> _Task brief_: Collect every line of the items below that contains the word "wheel", copying each such line in full. Case counts when matching.

## START

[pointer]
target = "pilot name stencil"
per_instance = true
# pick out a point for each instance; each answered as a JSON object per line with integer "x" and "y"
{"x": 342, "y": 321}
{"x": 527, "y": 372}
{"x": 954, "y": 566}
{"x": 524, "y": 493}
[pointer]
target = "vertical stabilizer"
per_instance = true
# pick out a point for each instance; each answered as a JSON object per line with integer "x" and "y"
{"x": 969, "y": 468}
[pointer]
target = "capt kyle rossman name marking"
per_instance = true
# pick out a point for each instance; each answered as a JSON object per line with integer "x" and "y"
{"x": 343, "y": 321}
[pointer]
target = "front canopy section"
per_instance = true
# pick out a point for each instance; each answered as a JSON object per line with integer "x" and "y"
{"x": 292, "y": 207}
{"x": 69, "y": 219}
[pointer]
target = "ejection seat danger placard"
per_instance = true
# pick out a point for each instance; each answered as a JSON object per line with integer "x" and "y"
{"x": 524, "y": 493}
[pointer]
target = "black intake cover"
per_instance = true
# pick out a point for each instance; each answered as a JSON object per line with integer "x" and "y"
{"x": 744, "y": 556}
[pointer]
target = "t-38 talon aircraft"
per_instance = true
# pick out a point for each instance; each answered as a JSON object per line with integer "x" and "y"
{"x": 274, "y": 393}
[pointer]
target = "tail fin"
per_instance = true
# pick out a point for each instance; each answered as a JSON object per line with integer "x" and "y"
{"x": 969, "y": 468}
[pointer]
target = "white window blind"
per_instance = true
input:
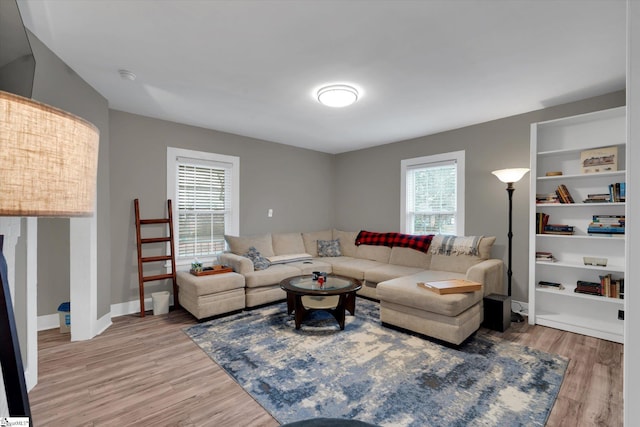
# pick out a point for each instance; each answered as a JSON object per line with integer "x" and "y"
{"x": 432, "y": 194}
{"x": 204, "y": 188}
{"x": 203, "y": 205}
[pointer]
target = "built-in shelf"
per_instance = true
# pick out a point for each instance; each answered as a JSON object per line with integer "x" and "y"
{"x": 556, "y": 146}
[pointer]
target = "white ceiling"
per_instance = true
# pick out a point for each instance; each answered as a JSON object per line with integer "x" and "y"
{"x": 251, "y": 67}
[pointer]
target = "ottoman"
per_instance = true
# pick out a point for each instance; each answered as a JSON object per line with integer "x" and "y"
{"x": 451, "y": 318}
{"x": 210, "y": 295}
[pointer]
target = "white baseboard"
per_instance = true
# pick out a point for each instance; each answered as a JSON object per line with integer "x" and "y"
{"x": 52, "y": 321}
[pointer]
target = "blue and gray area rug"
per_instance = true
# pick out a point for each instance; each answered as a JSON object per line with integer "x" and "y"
{"x": 379, "y": 375}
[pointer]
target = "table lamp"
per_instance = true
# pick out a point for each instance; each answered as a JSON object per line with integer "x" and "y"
{"x": 48, "y": 167}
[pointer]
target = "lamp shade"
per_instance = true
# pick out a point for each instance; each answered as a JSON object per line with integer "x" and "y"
{"x": 510, "y": 175}
{"x": 48, "y": 160}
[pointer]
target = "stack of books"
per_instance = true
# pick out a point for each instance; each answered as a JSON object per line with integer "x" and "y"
{"x": 541, "y": 221}
{"x": 618, "y": 192}
{"x": 545, "y": 256}
{"x": 607, "y": 287}
{"x": 607, "y": 225}
{"x": 563, "y": 229}
{"x": 543, "y": 198}
{"x": 597, "y": 198}
{"x": 563, "y": 194}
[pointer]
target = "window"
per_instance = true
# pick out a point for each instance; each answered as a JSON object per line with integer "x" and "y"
{"x": 433, "y": 194}
{"x": 204, "y": 190}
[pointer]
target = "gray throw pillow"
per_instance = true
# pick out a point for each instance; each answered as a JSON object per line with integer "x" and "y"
{"x": 259, "y": 262}
{"x": 329, "y": 248}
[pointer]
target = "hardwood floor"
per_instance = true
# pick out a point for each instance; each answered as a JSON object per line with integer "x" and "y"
{"x": 147, "y": 372}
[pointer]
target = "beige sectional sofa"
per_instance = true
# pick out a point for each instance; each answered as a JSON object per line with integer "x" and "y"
{"x": 388, "y": 274}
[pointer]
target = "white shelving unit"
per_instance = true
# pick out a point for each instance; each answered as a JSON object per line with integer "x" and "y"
{"x": 556, "y": 145}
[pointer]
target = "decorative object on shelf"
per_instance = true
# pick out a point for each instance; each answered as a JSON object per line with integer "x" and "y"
{"x": 599, "y": 160}
{"x": 563, "y": 194}
{"x": 49, "y": 166}
{"x": 564, "y": 144}
{"x": 511, "y": 176}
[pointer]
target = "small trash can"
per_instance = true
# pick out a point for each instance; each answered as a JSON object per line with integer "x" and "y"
{"x": 160, "y": 302}
{"x": 64, "y": 312}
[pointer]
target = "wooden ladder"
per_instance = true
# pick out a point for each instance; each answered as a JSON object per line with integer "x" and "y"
{"x": 142, "y": 260}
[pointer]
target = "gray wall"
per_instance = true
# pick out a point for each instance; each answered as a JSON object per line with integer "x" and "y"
{"x": 295, "y": 183}
{"x": 58, "y": 85}
{"x": 366, "y": 192}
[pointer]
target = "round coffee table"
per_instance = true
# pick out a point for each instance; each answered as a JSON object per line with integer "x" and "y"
{"x": 304, "y": 286}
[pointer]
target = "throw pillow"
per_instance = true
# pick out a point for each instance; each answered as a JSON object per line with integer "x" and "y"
{"x": 329, "y": 248}
{"x": 259, "y": 262}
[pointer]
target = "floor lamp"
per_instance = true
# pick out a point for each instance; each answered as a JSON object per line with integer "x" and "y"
{"x": 48, "y": 167}
{"x": 510, "y": 176}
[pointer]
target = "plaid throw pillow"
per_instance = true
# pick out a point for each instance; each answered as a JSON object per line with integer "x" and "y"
{"x": 417, "y": 242}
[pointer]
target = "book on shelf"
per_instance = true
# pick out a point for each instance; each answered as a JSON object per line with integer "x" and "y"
{"x": 618, "y": 192}
{"x": 563, "y": 194}
{"x": 544, "y": 198}
{"x": 598, "y": 160}
{"x": 550, "y": 285}
{"x": 597, "y": 198}
{"x": 541, "y": 221}
{"x": 562, "y": 229}
{"x": 607, "y": 224}
{"x": 545, "y": 256}
{"x": 607, "y": 287}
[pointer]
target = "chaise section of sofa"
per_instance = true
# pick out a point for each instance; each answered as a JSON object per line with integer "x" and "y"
{"x": 451, "y": 318}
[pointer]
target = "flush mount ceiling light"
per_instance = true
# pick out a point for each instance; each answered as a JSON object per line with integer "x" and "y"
{"x": 337, "y": 96}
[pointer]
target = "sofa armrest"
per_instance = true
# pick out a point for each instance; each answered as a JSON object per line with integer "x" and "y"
{"x": 240, "y": 264}
{"x": 490, "y": 273}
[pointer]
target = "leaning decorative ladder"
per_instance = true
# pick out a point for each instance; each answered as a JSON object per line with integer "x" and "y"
{"x": 142, "y": 260}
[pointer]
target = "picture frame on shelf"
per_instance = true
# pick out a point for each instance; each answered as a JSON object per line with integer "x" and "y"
{"x": 599, "y": 160}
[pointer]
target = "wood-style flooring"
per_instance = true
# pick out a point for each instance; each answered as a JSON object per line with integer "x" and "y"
{"x": 147, "y": 372}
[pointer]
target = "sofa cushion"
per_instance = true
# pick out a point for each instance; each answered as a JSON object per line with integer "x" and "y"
{"x": 287, "y": 243}
{"x": 286, "y": 259}
{"x": 388, "y": 272}
{"x": 347, "y": 242}
{"x": 272, "y": 275}
{"x": 329, "y": 248}
{"x": 311, "y": 240}
{"x": 410, "y": 257}
{"x": 461, "y": 263}
{"x": 240, "y": 245}
{"x": 374, "y": 253}
{"x": 356, "y": 267}
{"x": 210, "y": 284}
{"x": 259, "y": 262}
{"x": 308, "y": 267}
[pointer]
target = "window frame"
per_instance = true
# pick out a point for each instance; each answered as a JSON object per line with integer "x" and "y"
{"x": 407, "y": 164}
{"x": 232, "y": 226}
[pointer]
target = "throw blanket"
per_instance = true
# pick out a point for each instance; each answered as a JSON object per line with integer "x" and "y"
{"x": 417, "y": 242}
{"x": 455, "y": 245}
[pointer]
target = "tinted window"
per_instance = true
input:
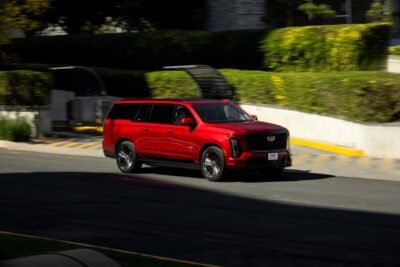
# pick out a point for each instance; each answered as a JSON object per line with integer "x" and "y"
{"x": 142, "y": 114}
{"x": 179, "y": 113}
{"x": 221, "y": 112}
{"x": 162, "y": 113}
{"x": 123, "y": 111}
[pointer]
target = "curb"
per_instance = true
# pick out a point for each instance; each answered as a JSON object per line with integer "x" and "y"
{"x": 295, "y": 141}
{"x": 327, "y": 147}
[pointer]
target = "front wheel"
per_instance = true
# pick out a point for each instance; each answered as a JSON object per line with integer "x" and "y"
{"x": 127, "y": 159}
{"x": 213, "y": 164}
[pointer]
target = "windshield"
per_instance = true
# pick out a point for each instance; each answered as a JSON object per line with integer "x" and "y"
{"x": 220, "y": 112}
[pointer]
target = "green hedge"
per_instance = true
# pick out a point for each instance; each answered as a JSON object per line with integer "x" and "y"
{"x": 327, "y": 48}
{"x": 14, "y": 130}
{"x": 368, "y": 96}
{"x": 395, "y": 50}
{"x": 144, "y": 51}
{"x": 24, "y": 88}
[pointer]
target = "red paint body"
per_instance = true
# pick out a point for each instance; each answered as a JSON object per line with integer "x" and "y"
{"x": 169, "y": 141}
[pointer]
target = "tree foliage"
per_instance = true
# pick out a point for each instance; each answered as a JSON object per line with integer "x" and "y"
{"x": 378, "y": 12}
{"x": 22, "y": 14}
{"x": 130, "y": 14}
{"x": 321, "y": 10}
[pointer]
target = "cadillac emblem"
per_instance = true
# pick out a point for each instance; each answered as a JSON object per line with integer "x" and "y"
{"x": 270, "y": 138}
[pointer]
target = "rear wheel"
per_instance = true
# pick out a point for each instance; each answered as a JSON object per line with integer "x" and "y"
{"x": 213, "y": 164}
{"x": 127, "y": 159}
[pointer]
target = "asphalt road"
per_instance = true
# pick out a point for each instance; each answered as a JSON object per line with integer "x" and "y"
{"x": 302, "y": 219}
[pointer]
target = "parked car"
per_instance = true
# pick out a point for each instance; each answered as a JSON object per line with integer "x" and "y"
{"x": 214, "y": 136}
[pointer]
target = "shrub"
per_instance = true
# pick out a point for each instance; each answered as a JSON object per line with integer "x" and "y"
{"x": 394, "y": 50}
{"x": 326, "y": 48}
{"x": 171, "y": 84}
{"x": 15, "y": 130}
{"x": 24, "y": 88}
{"x": 144, "y": 51}
{"x": 368, "y": 96}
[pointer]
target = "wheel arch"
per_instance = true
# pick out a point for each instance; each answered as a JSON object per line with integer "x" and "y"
{"x": 207, "y": 145}
{"x": 119, "y": 141}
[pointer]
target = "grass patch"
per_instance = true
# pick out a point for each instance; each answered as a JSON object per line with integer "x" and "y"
{"x": 15, "y": 245}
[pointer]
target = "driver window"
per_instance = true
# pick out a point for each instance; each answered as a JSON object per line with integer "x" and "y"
{"x": 179, "y": 113}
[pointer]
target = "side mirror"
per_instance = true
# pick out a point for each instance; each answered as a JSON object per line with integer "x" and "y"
{"x": 187, "y": 121}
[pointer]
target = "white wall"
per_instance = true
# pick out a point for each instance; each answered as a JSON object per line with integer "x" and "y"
{"x": 39, "y": 119}
{"x": 380, "y": 140}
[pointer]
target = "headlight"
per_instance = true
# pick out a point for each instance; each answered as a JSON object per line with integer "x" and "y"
{"x": 235, "y": 148}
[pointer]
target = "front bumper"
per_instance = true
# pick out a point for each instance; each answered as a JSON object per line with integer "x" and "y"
{"x": 259, "y": 160}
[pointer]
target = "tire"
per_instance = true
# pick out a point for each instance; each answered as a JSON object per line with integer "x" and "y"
{"x": 127, "y": 160}
{"x": 213, "y": 164}
{"x": 276, "y": 173}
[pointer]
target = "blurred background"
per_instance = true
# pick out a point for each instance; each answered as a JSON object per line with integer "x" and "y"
{"x": 71, "y": 58}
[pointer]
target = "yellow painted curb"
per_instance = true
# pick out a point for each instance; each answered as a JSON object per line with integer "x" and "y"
{"x": 327, "y": 147}
{"x": 80, "y": 129}
{"x": 110, "y": 249}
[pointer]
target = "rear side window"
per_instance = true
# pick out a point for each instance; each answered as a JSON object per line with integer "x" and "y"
{"x": 162, "y": 113}
{"x": 124, "y": 111}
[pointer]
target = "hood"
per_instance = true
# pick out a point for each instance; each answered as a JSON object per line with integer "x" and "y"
{"x": 249, "y": 127}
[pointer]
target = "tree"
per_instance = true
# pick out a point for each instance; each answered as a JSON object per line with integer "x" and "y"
{"x": 130, "y": 14}
{"x": 281, "y": 13}
{"x": 317, "y": 11}
{"x": 22, "y": 14}
{"x": 378, "y": 12}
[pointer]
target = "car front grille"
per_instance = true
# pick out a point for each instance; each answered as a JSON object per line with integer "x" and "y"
{"x": 262, "y": 142}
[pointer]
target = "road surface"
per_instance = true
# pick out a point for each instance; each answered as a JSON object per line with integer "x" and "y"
{"x": 306, "y": 218}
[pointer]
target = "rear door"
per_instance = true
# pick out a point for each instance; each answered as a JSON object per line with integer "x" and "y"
{"x": 155, "y": 133}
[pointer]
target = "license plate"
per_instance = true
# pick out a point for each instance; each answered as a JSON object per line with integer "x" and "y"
{"x": 273, "y": 156}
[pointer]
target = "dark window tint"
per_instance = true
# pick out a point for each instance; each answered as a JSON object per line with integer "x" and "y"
{"x": 142, "y": 114}
{"x": 162, "y": 113}
{"x": 124, "y": 111}
{"x": 179, "y": 113}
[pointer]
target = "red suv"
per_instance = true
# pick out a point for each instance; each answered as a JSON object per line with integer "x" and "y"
{"x": 214, "y": 136}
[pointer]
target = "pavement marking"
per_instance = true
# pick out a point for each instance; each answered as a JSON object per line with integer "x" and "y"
{"x": 110, "y": 249}
{"x": 327, "y": 147}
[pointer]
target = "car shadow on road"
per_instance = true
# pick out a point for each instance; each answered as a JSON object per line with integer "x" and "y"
{"x": 243, "y": 176}
{"x": 161, "y": 217}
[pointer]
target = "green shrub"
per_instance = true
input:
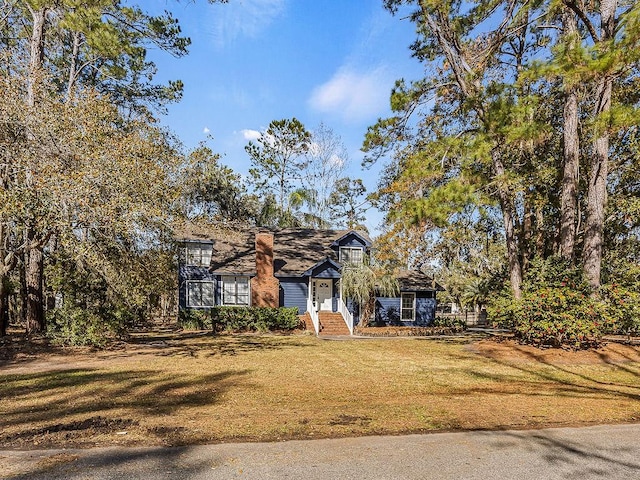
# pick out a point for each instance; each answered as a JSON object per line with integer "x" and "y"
{"x": 241, "y": 319}
{"x": 260, "y": 319}
{"x": 71, "y": 325}
{"x": 620, "y": 310}
{"x": 551, "y": 316}
{"x": 454, "y": 323}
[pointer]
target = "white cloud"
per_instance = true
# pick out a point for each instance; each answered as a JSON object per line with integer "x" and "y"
{"x": 250, "y": 134}
{"x": 355, "y": 96}
{"x": 244, "y": 18}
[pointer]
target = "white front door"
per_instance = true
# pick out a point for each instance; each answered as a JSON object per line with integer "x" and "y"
{"x": 324, "y": 294}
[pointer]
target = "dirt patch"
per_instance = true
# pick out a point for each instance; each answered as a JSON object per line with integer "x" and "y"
{"x": 67, "y": 433}
{"x": 510, "y": 350}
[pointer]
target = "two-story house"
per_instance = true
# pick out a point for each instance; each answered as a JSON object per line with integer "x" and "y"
{"x": 293, "y": 267}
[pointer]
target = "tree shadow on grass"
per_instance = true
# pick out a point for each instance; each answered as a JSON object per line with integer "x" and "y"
{"x": 210, "y": 345}
{"x": 57, "y": 406}
{"x": 133, "y": 463}
{"x": 547, "y": 376}
{"x": 575, "y": 459}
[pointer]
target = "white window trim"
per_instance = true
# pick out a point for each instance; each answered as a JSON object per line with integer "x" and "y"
{"x": 224, "y": 280}
{"x": 213, "y": 286}
{"x": 201, "y": 247}
{"x": 342, "y": 249}
{"x": 413, "y": 306}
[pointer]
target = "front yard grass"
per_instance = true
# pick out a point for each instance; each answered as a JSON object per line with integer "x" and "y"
{"x": 178, "y": 389}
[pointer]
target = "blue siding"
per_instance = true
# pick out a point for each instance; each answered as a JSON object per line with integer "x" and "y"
{"x": 294, "y": 293}
{"x": 425, "y": 310}
{"x": 388, "y": 311}
{"x": 326, "y": 270}
{"x": 188, "y": 272}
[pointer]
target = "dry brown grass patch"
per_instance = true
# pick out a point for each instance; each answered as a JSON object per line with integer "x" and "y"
{"x": 196, "y": 388}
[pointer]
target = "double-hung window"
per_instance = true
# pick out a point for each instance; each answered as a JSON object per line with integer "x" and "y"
{"x": 352, "y": 255}
{"x": 235, "y": 290}
{"x": 199, "y": 254}
{"x": 408, "y": 307}
{"x": 200, "y": 294}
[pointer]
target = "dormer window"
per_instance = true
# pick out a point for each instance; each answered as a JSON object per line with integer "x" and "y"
{"x": 351, "y": 255}
{"x": 198, "y": 254}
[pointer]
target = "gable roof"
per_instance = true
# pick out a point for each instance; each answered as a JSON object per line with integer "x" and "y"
{"x": 295, "y": 250}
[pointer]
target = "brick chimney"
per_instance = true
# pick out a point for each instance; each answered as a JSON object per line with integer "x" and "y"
{"x": 264, "y": 286}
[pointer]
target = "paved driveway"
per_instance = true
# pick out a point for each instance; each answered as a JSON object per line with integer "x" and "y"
{"x": 606, "y": 452}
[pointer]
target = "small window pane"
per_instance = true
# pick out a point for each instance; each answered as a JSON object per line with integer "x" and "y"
{"x": 208, "y": 299}
{"x": 192, "y": 295}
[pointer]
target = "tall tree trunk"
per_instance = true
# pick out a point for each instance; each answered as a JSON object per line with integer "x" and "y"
{"x": 36, "y": 53}
{"x": 597, "y": 190}
{"x": 569, "y": 197}
{"x": 34, "y": 265}
{"x": 34, "y": 268}
{"x": 4, "y": 305}
{"x": 528, "y": 248}
{"x": 73, "y": 67}
{"x": 508, "y": 216}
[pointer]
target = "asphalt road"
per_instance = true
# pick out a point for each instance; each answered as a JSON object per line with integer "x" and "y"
{"x": 603, "y": 452}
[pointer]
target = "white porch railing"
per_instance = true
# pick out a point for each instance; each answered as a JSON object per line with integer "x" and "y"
{"x": 346, "y": 314}
{"x": 314, "y": 316}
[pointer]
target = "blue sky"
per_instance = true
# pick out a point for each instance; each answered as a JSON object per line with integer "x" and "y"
{"x": 254, "y": 61}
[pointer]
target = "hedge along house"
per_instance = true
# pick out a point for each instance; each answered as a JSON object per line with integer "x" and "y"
{"x": 293, "y": 268}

## END

> _Response to the task_:
target = "front wheel"
target = "rear wheel"
target = "wheel arch"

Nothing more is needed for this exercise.